Powered By Blogger

welcome to aziz's blog

Enjoy The Mosaic of Thought


Hit Counter
Free Counter



Jumat, 01 Agustus 2008

Salahkah Geert Wilders? Tanggapan untuk Tulisan Ulil Abshar-Abdalla “Tentang Film ‘Fitna’”

Oleh Taufik Damas
Ayat-ayat Alquran dan hadis-hadis cukup banyak yang membenarkan pandangan Wilders. Sebagian muslim menepisnya dengan berbagai cara. Antara lain dengan mengatakan bahwa ayat-ayat dan hadis-hadis “negatif” tidak dapat dipahami begitu saja: jika ayat, maka tidak boleh dipahami secara religious illiteracy; jika hadis, maka dapat dipastikan (atau dianggap) tidak sahih.
Fenomena Geert Wilders dengan film Fitna-nya membuat umat Islam berang. Fitnah yang digambarkan Wilders dalam film itu ditepis mati-matian oleh umat Islam sebagai tuduhan tidak mendasar yang tidak lain adalah bentuk kebencian seorang Wilders terhadap Islam. Dapat dipastikan bahwa kebencian yang ada dalam pikiran seorang Wilders mewakili pandangan sebagian masyarakat Barat, besar atau kecil. Hal ini bisa dimaklumi. Peradaban Barat yang berdiri di atas rasionalitas-manusiawi, setelah berjuang keras menegakkannya, tentu sangat khawatir melihat arus budaya irasional yang mulai mengambil tempat di Barat dengan meningkatnya populasi kaum muslim di sana.
Saya tidak kunjung mampu mengatakan bahwa apa yang digambarkan oleh Wilders dalam filmnya itu sebagai kecerobohan semata. Fakta yang mendukung pandangannya teramat banyak untuk disebutkan. Ayat-ayat Alquran dan hadis-hadis cukup banyak yang membenarkan pandangan Wilders. Sebagian muslim menepisnya dengan berbagai cara. Antara lain dengan mengatakan bahwa ayat-ayat dan hadis-hadis “negatif” tidak dapat dipahami begitu saja: jika ayat, maka tidak boleh dipahami secara religious illiteracy; jika hadis, maka dapat dipastikan (atau dianggap) tidak sahih.

→ **MASUKAN LATIHAN**:

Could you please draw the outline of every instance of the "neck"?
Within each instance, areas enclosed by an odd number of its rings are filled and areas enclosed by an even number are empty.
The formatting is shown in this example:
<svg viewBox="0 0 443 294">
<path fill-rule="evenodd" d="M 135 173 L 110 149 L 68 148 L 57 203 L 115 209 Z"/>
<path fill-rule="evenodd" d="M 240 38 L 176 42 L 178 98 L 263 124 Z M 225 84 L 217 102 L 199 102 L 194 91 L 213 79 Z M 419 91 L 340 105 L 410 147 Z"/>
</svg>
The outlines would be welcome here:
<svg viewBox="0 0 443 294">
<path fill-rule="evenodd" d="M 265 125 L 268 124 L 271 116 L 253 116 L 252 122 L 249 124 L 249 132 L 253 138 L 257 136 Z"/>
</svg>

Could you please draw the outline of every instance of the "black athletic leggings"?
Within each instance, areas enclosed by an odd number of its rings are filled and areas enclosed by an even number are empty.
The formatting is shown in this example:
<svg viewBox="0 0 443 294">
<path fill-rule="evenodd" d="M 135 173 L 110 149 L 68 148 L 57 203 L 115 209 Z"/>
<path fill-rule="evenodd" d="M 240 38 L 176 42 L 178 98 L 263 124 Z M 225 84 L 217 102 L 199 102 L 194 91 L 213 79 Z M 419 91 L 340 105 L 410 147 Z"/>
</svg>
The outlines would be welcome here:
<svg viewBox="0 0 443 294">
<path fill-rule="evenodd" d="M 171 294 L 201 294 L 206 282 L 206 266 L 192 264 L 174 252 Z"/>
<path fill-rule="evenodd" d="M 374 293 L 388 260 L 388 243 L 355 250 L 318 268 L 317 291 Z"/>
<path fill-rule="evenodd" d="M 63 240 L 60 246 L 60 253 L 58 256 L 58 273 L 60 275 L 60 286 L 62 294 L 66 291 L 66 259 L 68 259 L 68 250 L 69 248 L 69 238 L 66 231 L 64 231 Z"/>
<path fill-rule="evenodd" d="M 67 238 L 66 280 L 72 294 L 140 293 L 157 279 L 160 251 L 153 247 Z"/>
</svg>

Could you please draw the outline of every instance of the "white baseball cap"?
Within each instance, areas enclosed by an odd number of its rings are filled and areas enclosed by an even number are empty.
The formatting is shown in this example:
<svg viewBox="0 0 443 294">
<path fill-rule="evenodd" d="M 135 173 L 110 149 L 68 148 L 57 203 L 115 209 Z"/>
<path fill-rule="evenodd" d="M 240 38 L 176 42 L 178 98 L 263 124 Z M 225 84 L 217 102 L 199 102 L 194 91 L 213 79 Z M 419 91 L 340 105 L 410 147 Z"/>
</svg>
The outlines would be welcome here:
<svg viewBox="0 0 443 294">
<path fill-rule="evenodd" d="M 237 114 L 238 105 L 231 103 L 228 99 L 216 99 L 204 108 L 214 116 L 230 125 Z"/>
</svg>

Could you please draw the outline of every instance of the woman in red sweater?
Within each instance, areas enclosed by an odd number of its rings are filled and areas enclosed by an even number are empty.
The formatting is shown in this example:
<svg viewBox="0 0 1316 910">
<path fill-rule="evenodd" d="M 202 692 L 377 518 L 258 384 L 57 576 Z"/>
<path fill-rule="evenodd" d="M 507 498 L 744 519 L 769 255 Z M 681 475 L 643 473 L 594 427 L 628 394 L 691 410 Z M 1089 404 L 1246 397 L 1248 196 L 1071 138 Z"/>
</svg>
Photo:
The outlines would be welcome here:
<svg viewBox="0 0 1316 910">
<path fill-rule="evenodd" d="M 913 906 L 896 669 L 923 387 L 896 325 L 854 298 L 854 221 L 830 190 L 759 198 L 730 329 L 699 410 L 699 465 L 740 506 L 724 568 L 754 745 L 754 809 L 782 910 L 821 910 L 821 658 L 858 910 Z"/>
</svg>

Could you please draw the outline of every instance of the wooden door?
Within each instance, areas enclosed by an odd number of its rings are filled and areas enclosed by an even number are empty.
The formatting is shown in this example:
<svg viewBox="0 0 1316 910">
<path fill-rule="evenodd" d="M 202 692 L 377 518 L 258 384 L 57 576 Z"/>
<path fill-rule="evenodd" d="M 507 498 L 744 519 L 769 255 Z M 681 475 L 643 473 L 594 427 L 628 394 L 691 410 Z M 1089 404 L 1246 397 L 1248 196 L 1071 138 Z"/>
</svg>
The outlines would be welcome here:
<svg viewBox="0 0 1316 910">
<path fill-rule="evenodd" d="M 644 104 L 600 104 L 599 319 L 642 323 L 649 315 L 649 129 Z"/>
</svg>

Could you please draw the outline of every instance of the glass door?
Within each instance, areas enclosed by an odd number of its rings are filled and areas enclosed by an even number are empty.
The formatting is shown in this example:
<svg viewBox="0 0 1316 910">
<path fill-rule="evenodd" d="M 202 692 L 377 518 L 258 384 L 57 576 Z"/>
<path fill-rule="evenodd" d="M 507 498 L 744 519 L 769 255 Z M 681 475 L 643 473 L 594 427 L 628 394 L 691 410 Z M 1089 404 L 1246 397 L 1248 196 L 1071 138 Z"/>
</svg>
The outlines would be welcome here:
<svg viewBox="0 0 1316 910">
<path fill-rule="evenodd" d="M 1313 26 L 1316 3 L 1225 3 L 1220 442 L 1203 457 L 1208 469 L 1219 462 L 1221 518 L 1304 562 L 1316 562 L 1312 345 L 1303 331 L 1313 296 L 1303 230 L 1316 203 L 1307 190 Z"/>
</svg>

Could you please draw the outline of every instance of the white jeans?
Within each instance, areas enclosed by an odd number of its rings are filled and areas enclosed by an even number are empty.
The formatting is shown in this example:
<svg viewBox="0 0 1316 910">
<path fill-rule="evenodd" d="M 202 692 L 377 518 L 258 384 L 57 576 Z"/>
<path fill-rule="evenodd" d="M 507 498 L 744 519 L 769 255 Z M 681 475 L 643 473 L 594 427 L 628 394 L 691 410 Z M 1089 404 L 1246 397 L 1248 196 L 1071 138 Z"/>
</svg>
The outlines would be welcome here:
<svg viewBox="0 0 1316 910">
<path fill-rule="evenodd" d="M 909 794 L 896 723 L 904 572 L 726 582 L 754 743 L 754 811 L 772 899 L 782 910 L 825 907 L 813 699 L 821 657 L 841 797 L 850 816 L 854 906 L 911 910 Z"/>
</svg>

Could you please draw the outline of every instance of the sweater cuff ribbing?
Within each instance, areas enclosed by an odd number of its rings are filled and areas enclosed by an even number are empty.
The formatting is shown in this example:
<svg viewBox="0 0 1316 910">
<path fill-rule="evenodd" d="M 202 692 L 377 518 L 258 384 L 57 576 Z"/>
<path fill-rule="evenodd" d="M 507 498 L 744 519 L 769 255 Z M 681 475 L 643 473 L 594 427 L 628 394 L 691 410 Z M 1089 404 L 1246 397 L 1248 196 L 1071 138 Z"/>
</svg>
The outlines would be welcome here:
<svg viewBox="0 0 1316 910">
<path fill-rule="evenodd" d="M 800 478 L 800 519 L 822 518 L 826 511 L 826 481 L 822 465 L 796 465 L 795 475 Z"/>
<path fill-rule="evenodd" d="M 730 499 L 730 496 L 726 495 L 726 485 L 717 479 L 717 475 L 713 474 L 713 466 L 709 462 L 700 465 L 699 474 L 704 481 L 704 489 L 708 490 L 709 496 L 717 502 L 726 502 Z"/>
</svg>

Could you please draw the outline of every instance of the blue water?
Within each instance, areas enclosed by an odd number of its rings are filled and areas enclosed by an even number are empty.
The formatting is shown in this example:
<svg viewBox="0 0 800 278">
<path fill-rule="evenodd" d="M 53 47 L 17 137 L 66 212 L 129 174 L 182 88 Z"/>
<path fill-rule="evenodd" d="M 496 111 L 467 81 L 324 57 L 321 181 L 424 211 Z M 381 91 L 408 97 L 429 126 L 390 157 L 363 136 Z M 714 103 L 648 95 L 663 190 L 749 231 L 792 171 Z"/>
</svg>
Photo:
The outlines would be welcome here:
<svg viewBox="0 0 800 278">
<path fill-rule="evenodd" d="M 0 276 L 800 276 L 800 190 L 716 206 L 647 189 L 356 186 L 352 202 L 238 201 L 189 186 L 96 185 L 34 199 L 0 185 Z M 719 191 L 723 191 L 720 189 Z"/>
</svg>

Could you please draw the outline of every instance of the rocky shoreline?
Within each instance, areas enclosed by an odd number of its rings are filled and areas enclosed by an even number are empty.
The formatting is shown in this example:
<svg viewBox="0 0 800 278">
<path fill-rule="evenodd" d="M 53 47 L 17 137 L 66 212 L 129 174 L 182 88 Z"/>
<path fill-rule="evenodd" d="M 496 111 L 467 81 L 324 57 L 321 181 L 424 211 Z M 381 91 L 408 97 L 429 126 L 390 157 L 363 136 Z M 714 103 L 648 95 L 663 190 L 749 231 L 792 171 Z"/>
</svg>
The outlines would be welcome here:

→ **PERINTAH 1**:
Tuliskan setiap frasa berbahasa Inggris yang terdapat dalam kutipan teks tentang film Fitna.
→ **PERINTAH 2**:
Sebutkan jumlah baris dalam catatan yang memuat kata "Could". Jawab dengan angkanya saja.
Kutipan teks dan catatan di atas tidak saling berkaitan.

→ **JAWABAN LENGKAP 1**:
Powered By Blogger
welcome to aziz's blog
Enjoy The Mosaic of Thought
Hit Counter
Free Counter
religious illiteracy

→ **JAWABAN LENGKAP 2**:
10